Textauszug:

Wie kaum ein Zweiter hatte Herzog Kinski gefordert und ihm anspruchsvolle Hauptrollen zugeteilt, die wenig mit Kinskis Engagements in europäischen, häufig italienischen Genrefilmen gemein hatten. Herzogs historische Dramen forderten alles von Kinski und dieser war gern bereit, genau dies zu geben – steigerte sich jedoch gleichzeitig, vielleicht gerade deshalb, immer wieder in wahnwitzige Wut- und Gewaltausbrüche und cholerische Anfälle, die die ohnehin schwierigen Produktionsbedingungen weiter verschärften und die Projekte bisweilen ernsthaft gefährdeten. Offensichtlich war es die Professionalität aller Beteiligten, die persönliche Befindlichkeiten den großen Zielen, der Fertigstellung der Filme, unterordneten und unnachgiebig an den Erfolg glaubten, die vorzeitigen Abbrüche der Dreharbeiten verhinderten.

Nun war Kinski ja auch schon vor Herzogs Film als Enfant terrible bekannt und berüchtigt, Gerüchte von (Beinahe-)Mord und (Beinahe-)Totschlag während der Dreharbeiten machten die Runde und ließen den Boulevardblätterwald rauschen. Kinskis Autobiographien lassen kein gutes Haar an Herzog und beschimpfen ihn aufs Übelste. Herzog greift diese Themen mit einigen Jahren Abstand auf und erzählt auf spannende Weise seine Sicht der Dinge, holt sich bisweilen „Schützenhilfe“ von Zeitzeugen, die ihn bestätigen, lässt aber auch die Schauspielerinnen und Drehpartnerinnen Kinskis Eva Mattes und Claudia Cardinale zu Wort kommen, die ausschließlich Positives über Kinski zu berichten wissen. Wähnt man sich zunächst noch in einer moralisch fragwürdigen, späten Abrechnung eines in seiner Würde gekränkten Kinski-Opfers mit einem sich nicht mehr wehren könnenden Verstorbenen, entsteht so mit der Zeit ein differenziertes Bild, das sich bei aller Emotionalität immer wieder um Sachlichkeit und vor allem Fairness bemüht.

Daten:
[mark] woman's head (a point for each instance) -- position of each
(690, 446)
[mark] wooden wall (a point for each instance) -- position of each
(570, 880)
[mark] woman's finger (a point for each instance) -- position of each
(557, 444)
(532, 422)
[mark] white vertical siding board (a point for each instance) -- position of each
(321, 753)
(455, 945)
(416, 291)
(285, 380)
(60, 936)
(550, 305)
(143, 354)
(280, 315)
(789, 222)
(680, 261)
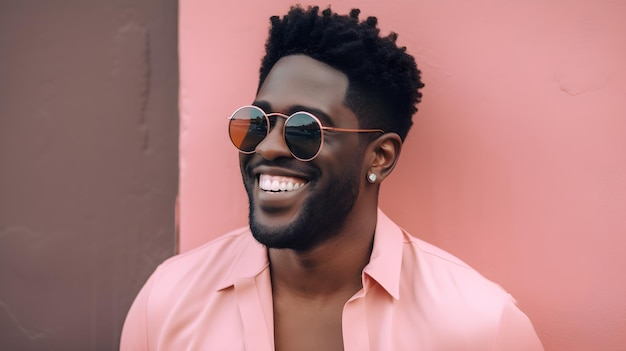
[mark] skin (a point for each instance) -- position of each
(312, 280)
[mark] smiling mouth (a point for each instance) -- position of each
(280, 184)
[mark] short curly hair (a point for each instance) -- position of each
(383, 78)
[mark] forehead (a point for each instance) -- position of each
(300, 81)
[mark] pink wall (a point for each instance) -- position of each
(516, 162)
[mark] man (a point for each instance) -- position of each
(320, 267)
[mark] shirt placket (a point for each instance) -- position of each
(256, 331)
(354, 324)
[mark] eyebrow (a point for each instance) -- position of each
(321, 115)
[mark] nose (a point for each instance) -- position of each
(274, 146)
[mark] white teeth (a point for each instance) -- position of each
(279, 184)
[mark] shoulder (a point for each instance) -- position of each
(439, 269)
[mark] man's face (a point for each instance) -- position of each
(314, 197)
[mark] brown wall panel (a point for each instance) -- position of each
(88, 165)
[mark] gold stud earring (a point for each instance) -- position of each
(371, 178)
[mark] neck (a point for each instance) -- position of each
(330, 268)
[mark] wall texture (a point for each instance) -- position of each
(88, 165)
(516, 162)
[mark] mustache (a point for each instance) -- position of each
(283, 162)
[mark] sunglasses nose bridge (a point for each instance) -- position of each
(273, 145)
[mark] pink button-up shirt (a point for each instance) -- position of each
(414, 297)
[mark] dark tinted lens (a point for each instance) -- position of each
(303, 136)
(247, 128)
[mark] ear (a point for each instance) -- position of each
(382, 156)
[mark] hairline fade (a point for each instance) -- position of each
(384, 81)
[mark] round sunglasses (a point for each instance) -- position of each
(302, 131)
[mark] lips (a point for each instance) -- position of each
(280, 184)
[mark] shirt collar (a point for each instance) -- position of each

Aufgaben:
1. Welche beiden Schauspielerinnen lässt Herzog laut dem Textauszug zu Wort kommen?
2. Schreib den Abschnitt des Textauszugs von „Wie kaum ein“ bis einschließlich „der Dreharbeiten verhinderten.“ noch einmal ab und setze dabei „Vollendung“ an die Stelle von „Fertigstellung“.
Die Daten stammen aus einer anderen Quelle als der Textauszug.

Antworten:
1. Eva Mattes und Claudia Cardinale

2.
Wie kaum ein Zweiter hatte Herzog Kinski gefordert und ihm anspruchsvolle Hauptrollen zugeteilt, die wenig mit Kinskis Engagements in europäischen, häufig italienischen Genrefilmen gemein hatten. Herzogs historische Dramen forderten alles von Kinski und dieser war gern bereit, genau dies zu geben – steigerte sich jedoch gleichzeitig, vielleicht gerade deshalb, immer wieder in wahnwitzige Wut- und Gewaltausbrüche und cholerische Anfälle, die die ohnehin schwierigen Produktionsbedingungen weiter verschärften und die Projekte bisweilen ernsthaft gefährdeten. Offensichtlich war es die Professionalität aller Beteiligten, die persönliche Befindlichkeiten den großen Zielen, der Vollendung der Filme, unterordneten und unnachgiebig an den Erfolg glaubten, die vorzeitigen Abbrüche der Dreharbeiten verhinderten.